____ Provided passage

Thought I would share some pictures of Khal I took last spring, i'm in LOVE with this stallion. I will be visiting him again tomorrow as I'm breeding my mare to him.  He is owned by Inland Farms.


----------



## CheyAut (Nov 26, 2008)

^ Beautiful!!


----------



## BlueJayWay (Feb 8, 2010)

> Alada Baskin I is her dad,


That's my horses Grandfather. =]


----------



## HGEsquire (Feb 21, 2010)

Here is a few of ours...moving photos:
GA E-Khwaytor, aka 'Player', HG Esquire+, and Evan Almighty: 







Reserve National Champions Sired by HG Esquire+ 

Denise Gainey


----------



## trailhorserider (Oct 13, 2009)

My first and second horses were Arabians. Unfortunately they got old and passed away.  Gucci, the bay, was my first horse. Belgia, the gray, my second. Gucci was of Polish breeding, Belgia, Egyptian.


----------



## barebackcowgirl99 (May 27, 2009)

i absolutly love the look of arabs but i dont like rideing them, my step dad use to do endurence on them and he has alot of them out on a properyt....... i just stick to rideing my favourite breeds wich are tb, qh and welsh mountain ponys


----------

________
____ Records shown

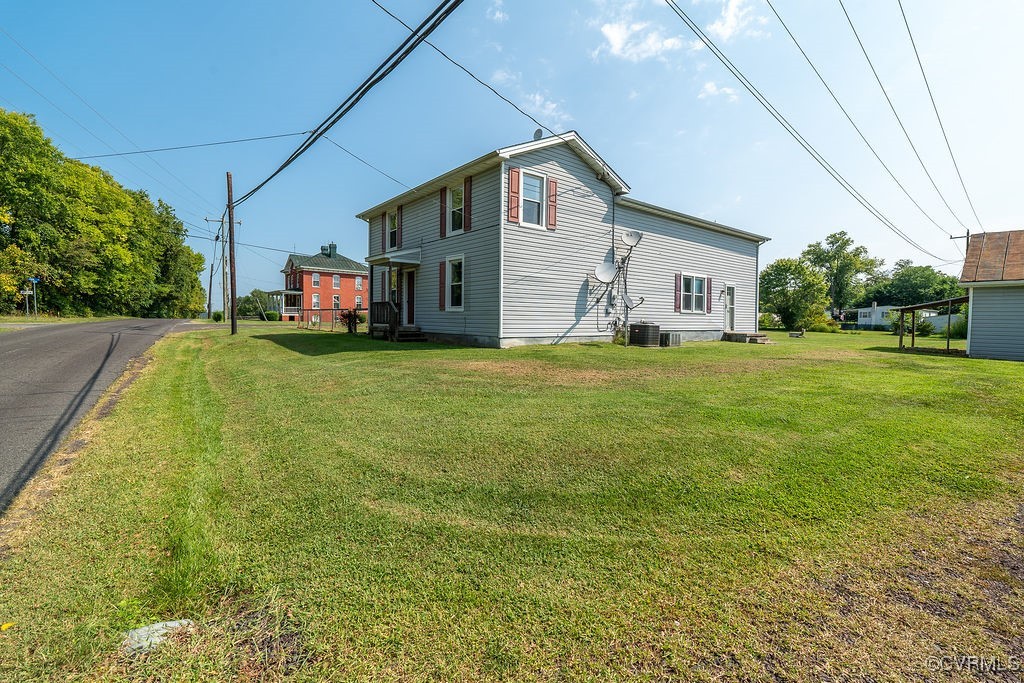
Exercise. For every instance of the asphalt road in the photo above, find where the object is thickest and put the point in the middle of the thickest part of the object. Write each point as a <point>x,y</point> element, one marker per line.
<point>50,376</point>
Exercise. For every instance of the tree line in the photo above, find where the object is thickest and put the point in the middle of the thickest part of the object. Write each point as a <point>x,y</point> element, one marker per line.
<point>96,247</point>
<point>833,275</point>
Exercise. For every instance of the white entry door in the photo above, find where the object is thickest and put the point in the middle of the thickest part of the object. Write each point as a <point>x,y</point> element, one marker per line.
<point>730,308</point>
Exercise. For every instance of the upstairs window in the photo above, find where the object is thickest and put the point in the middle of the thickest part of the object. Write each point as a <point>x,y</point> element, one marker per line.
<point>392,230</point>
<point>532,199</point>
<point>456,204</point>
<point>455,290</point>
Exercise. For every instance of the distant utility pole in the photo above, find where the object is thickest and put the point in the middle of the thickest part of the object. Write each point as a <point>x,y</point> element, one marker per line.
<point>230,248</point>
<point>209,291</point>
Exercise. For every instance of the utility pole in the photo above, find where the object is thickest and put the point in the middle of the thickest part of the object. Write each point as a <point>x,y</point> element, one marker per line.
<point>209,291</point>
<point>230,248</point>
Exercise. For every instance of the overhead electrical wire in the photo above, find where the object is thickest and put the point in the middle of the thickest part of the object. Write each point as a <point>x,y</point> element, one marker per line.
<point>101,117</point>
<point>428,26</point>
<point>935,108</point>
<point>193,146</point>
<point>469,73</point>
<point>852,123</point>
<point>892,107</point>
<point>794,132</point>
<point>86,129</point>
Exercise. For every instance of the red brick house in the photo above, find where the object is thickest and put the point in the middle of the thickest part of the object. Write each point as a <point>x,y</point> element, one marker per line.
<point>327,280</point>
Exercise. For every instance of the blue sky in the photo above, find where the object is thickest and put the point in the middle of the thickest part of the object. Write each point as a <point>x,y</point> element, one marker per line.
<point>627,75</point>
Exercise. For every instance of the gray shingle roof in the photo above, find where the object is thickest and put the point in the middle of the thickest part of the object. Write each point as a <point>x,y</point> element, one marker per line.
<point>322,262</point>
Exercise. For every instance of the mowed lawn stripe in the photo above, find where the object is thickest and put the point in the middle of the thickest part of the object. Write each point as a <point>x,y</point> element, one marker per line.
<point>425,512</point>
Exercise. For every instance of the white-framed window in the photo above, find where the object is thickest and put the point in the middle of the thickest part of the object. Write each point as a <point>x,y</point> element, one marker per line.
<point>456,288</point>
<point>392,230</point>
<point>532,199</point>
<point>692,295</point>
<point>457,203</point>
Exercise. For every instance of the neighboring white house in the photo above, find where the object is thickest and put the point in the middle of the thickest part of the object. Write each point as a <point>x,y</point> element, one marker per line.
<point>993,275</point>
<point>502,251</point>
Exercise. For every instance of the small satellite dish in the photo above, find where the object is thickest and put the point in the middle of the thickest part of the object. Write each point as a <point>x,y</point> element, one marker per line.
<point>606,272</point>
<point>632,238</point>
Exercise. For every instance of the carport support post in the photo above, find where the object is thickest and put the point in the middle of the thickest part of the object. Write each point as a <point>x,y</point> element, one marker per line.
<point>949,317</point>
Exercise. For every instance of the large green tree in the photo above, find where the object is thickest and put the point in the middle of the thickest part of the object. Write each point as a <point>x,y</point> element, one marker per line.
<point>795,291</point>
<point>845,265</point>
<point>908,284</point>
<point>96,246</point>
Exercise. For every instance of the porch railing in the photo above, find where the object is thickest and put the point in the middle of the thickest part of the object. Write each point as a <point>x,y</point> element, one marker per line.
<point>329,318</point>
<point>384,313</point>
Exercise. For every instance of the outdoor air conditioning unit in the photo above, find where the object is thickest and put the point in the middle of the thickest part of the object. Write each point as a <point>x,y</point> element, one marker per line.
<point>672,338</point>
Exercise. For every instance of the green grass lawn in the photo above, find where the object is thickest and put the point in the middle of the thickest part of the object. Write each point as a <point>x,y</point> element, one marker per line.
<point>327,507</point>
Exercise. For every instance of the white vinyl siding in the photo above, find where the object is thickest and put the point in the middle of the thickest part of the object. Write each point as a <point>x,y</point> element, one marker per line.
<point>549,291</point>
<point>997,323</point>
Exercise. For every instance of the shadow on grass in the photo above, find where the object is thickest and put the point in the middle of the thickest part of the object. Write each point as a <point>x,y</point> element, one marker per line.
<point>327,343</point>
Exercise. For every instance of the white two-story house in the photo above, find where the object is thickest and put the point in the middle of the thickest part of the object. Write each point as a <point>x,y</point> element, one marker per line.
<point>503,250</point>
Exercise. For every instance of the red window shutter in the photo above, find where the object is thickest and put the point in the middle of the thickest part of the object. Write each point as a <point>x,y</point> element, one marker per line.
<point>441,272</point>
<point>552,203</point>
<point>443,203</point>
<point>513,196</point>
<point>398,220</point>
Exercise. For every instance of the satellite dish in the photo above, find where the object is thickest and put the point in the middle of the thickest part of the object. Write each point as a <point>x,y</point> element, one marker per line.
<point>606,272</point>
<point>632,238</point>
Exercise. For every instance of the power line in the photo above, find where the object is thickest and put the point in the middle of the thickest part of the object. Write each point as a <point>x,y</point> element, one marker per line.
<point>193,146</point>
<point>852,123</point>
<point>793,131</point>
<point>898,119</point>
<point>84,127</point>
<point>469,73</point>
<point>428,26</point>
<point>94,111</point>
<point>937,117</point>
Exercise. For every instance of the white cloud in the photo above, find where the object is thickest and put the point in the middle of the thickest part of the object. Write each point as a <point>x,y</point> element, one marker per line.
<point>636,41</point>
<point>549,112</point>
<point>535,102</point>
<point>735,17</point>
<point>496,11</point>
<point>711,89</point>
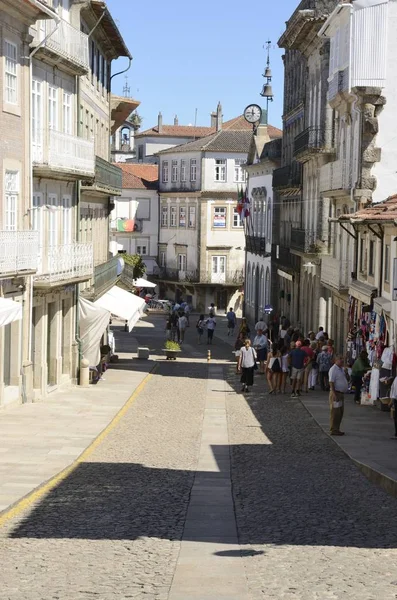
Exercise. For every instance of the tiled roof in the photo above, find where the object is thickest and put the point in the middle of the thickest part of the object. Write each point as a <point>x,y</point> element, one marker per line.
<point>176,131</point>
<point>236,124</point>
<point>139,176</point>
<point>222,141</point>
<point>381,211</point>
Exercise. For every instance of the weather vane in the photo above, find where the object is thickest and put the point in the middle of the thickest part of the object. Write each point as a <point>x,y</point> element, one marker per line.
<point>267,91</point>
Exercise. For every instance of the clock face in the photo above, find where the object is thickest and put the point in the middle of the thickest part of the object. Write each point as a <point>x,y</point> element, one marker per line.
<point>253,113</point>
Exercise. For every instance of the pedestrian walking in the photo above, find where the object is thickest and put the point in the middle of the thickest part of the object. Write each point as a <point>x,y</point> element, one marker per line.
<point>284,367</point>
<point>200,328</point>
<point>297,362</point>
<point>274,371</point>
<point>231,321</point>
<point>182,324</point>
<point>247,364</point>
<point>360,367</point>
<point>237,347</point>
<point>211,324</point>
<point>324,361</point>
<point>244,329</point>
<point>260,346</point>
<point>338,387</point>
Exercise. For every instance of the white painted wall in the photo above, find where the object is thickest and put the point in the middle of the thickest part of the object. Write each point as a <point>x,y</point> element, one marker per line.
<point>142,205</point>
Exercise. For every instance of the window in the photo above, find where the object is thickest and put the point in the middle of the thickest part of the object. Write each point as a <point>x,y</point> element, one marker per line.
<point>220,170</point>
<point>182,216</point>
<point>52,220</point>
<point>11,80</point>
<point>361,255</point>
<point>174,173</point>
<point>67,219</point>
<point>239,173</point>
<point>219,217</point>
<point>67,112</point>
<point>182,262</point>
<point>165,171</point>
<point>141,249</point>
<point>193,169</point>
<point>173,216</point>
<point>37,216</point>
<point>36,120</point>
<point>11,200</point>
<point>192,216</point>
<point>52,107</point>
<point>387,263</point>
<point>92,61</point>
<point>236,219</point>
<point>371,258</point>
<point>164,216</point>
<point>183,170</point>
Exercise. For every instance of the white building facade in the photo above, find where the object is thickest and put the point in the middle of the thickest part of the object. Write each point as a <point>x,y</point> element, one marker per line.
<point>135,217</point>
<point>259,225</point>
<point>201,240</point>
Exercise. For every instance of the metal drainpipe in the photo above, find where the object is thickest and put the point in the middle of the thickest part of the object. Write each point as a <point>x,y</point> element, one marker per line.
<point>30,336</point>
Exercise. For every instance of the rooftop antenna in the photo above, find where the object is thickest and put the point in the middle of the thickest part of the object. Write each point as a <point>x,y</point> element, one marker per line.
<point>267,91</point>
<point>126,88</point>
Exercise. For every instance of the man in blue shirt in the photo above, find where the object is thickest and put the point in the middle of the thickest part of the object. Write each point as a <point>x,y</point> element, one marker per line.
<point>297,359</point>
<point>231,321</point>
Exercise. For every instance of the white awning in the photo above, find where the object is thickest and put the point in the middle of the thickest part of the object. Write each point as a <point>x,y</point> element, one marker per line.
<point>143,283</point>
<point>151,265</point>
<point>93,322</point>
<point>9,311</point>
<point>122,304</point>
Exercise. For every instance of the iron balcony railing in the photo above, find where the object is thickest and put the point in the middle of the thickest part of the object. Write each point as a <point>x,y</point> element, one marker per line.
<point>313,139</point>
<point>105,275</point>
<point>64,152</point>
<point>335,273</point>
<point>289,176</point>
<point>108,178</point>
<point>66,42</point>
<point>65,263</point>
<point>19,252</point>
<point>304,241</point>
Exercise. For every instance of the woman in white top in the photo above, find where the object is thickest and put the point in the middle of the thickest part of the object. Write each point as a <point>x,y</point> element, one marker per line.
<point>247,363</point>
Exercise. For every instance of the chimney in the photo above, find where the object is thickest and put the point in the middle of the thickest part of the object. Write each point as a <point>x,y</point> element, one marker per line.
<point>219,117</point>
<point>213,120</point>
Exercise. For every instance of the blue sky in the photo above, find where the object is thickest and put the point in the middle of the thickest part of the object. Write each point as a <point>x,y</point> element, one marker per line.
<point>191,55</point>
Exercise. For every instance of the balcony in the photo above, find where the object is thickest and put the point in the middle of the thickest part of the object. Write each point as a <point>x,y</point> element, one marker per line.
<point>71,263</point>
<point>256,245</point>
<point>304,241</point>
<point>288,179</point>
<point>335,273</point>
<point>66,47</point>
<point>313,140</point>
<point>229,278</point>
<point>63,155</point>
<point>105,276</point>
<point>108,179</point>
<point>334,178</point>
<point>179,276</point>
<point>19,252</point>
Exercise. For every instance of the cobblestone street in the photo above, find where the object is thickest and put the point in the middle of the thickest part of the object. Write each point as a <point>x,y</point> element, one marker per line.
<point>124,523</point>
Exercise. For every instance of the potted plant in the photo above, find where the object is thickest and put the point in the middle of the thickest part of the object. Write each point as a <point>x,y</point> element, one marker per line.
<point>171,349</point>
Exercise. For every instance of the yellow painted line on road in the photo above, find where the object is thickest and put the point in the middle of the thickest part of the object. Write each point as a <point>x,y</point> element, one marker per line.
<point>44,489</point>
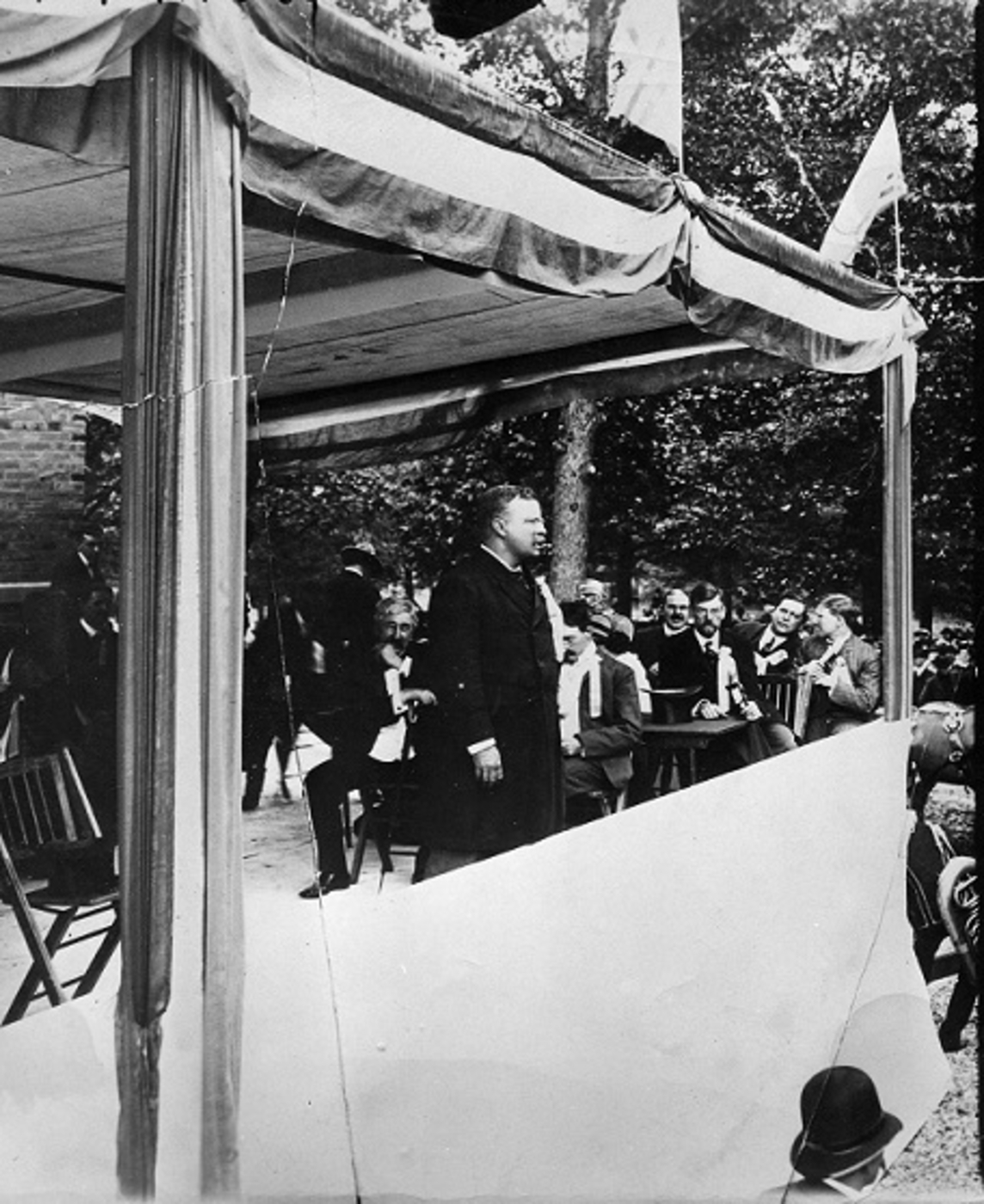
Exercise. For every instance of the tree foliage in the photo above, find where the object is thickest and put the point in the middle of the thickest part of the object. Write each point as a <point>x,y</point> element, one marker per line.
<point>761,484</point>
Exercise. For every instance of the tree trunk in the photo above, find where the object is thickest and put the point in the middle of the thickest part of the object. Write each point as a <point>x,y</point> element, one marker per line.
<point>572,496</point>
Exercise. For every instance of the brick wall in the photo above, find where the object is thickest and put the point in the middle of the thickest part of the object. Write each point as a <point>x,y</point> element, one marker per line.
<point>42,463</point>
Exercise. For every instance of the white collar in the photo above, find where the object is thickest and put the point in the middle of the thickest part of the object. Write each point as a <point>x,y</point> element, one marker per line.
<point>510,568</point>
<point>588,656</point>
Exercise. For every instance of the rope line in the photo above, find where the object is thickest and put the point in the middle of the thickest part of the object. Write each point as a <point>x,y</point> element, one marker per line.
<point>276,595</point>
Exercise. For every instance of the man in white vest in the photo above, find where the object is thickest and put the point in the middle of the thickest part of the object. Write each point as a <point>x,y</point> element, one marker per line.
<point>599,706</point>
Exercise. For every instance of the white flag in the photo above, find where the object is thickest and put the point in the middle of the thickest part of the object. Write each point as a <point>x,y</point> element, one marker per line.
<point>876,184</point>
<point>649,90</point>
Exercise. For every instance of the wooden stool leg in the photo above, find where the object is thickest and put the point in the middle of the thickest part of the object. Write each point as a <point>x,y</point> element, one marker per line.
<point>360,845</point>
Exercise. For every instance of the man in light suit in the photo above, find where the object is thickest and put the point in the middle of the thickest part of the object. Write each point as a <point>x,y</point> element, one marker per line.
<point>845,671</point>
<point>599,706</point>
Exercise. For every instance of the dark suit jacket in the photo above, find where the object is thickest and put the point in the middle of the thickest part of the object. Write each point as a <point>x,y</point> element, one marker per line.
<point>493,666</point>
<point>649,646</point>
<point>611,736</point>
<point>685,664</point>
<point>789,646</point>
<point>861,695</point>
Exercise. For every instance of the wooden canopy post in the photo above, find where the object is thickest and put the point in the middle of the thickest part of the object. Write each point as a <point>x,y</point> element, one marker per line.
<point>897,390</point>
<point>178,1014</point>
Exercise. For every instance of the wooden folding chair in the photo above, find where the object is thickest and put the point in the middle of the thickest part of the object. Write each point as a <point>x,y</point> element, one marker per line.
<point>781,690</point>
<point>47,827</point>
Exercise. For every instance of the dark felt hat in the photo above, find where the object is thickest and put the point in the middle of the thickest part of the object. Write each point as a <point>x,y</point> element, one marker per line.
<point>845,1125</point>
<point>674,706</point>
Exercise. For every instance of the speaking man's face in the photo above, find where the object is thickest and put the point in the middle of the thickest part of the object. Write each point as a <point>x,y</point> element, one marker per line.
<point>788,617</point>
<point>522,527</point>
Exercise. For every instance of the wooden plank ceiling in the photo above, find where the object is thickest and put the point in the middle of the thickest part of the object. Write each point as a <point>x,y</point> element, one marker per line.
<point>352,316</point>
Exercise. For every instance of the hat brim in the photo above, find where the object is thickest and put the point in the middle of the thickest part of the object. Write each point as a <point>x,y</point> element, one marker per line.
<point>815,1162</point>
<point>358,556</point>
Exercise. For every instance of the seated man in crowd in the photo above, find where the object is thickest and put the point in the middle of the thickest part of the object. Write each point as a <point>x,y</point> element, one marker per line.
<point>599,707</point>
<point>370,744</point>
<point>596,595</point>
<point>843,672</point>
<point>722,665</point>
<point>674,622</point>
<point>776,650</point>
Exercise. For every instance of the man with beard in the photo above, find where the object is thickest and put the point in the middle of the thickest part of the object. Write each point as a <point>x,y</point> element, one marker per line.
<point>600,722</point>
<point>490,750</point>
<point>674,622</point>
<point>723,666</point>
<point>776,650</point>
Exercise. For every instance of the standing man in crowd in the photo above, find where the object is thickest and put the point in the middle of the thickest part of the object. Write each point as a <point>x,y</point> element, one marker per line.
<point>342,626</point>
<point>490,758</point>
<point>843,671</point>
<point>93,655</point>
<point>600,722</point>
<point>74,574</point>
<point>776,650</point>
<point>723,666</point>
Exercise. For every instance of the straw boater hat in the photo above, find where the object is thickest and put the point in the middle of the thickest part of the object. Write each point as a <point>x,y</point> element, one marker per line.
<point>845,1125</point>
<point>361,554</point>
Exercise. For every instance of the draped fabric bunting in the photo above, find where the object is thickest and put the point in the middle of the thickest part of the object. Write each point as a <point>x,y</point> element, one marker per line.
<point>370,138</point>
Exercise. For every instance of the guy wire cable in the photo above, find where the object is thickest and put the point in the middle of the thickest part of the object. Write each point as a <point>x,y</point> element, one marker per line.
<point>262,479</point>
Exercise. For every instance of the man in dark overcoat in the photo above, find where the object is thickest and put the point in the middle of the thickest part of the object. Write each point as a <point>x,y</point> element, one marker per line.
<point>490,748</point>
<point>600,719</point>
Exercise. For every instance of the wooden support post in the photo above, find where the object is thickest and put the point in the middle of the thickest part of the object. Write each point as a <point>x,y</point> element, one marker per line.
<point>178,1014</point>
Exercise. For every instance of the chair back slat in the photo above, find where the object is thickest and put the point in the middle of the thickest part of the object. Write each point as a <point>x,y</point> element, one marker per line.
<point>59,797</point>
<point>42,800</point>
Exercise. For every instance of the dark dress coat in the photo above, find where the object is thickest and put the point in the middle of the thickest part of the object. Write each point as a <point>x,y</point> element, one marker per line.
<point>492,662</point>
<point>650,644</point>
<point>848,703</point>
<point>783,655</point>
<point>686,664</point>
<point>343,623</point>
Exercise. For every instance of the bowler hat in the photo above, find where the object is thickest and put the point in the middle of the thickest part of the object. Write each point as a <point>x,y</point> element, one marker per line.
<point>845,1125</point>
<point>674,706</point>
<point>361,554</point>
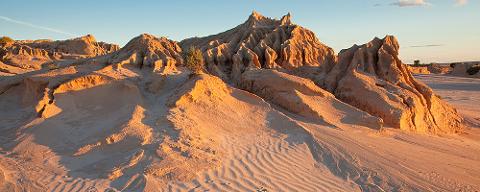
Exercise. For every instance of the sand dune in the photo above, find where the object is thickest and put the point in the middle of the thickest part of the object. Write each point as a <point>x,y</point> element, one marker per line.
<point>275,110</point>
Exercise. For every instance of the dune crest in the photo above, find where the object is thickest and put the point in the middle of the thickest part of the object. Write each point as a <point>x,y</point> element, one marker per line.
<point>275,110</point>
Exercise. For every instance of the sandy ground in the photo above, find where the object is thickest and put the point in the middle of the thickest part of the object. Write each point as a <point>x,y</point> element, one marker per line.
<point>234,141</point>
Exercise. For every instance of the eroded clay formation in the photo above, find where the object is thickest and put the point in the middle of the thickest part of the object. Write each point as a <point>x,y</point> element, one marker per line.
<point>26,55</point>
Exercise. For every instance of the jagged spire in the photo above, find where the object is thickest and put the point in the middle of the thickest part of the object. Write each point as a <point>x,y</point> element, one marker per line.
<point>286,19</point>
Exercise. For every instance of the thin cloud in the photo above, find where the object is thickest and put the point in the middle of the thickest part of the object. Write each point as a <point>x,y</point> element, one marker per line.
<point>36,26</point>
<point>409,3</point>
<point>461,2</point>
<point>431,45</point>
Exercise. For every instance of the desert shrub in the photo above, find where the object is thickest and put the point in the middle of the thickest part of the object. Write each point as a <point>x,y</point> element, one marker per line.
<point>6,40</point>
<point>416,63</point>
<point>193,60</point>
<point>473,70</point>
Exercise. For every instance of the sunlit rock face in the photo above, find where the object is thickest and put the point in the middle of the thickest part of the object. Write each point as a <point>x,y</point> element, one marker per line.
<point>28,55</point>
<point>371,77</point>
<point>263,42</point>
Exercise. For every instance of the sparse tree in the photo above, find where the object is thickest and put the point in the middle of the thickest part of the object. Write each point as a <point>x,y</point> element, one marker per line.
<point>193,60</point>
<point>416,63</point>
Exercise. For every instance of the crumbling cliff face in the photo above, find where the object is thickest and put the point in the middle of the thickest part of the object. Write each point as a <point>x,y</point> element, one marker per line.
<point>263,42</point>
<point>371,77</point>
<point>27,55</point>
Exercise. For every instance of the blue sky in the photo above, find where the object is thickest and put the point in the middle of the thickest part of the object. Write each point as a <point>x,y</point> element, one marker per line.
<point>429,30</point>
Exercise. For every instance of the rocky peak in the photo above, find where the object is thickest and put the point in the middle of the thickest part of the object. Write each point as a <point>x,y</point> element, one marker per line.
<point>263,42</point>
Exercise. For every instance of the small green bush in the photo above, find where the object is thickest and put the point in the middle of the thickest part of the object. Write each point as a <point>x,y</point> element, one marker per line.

________

§ **Given request 1**
According to the horse forum thread, who owns the stallion Khal?
§ **Given request 2**
Put the rows in the stretch from the line containing "Exercise. For every instance of the iron" through the line containing "<point>289,176</point>" into a two-column CSV with the columns text and answer. Give one CSV line per row, with each field in quotes and any line breaks turned into spaces.

§ **Full response 1**
Inland Farms

§ **Full response 2**
text,answer
"Exercise. For every instance of the iron balcony railing in the photo above, find where the object is thickest and put the point in the middle of the thickest part of the object. Write each point as a <point>x,y</point> element, one marker per line.","<point>313,139</point> <point>105,275</point> <point>64,152</point> <point>335,273</point> <point>289,176</point>"